**DOCUMENT SEGMENT**
Rainfed rice production needs to contribute more to the current and future world food security due to the
increasing competition for limited water supplies including irrigation water. However, it is vulnerable to climate
variabilities and extremes hence the utilization of climate predictions is crucial. In this study, the predictive
accuracy and applicability of a seasonal climate predictions (SINTEX-F) were evaluated for rainfed rice areas
where climate uncertainties are main constraints for a stable and high production. Outputs from SINTEX-F such
as daily rainfall, maximum and minimum air temperatures, and wind speed were tested for Indonesia and Lao
PDR through the cumulative distribution function-based downscaling method (CDFDM), which is a simple,
flexible and inexpensive bias reduction method through removing bias from the empirical cumulative distribution functions of the GCM outputs. The CDFDM outputs were compared with historical weather data.

**WRITTEN INSTRUCTION 1**
According to the rainfed rice passage, which two countries were the SINTEX-F outputs tested for?
The records are unrelated to the rainfed rice passage.

**TASK DATA**

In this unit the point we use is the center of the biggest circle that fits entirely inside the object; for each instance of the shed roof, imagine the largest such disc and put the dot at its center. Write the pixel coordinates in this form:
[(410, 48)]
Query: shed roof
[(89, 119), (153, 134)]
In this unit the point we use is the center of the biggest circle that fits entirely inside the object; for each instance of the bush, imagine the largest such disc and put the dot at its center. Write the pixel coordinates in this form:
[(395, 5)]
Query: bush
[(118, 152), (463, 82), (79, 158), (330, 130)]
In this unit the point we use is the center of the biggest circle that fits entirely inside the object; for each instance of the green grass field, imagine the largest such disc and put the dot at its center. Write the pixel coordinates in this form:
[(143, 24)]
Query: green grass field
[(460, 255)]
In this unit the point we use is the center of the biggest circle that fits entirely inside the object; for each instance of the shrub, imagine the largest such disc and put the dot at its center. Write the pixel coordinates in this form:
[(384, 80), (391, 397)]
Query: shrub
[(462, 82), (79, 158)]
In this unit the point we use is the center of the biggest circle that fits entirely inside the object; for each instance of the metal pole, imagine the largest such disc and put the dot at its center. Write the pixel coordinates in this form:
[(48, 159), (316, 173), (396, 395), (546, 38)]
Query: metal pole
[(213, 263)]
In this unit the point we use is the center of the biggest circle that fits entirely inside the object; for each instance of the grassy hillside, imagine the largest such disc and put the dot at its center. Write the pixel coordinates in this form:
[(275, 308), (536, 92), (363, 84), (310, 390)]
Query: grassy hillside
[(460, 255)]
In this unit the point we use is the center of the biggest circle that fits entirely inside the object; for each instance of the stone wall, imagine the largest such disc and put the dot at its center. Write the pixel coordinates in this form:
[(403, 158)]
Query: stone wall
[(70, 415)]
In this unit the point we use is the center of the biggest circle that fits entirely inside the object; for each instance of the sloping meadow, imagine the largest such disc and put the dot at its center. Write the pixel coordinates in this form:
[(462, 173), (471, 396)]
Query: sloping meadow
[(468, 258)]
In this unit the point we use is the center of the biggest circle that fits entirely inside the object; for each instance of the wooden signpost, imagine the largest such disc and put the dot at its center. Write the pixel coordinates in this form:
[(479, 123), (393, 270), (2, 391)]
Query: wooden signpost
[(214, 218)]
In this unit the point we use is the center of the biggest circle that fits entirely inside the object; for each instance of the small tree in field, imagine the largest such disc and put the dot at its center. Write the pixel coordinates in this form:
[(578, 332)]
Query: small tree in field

**WRITTEN INSTRUCTION 2**
In the records, rewrite the part that opens with the line containing "of the sloping" and runs through the end of the records, replacing "Query" with "Label" and leaving everything else unchanged.

**FULL SOLUTION 1**
Indonesia and Lao PDR.

**FULL SOLUTION 2**
In this unit the point we use is the center of the biggest circle that fits entirely inside the object; for each instance of the sloping meadow, imagine the largest such disc and put the dot at its center. Write the pixel coordinates in this form:
[(462, 173), (471, 396)]
Label: sloping meadow
[(468, 258)]
In this unit the point we use is the center of the biggest circle that fits entirely inside the object; for each instance of the wooden signpost, imagine the largest such disc and put the dot at its center. Write the pixel coordinates in this form:
[(479, 123), (393, 270), (2, 391)]
Label: wooden signpost
[(214, 218)]
In this unit the point we use is the center of the biggest circle that fits entirely inside the object; for each instance of the small tree in field, imagine the largest such disc and put the dot at its center. Write the pixel coordinates in this form:
[(578, 332)]
Label: small tree in field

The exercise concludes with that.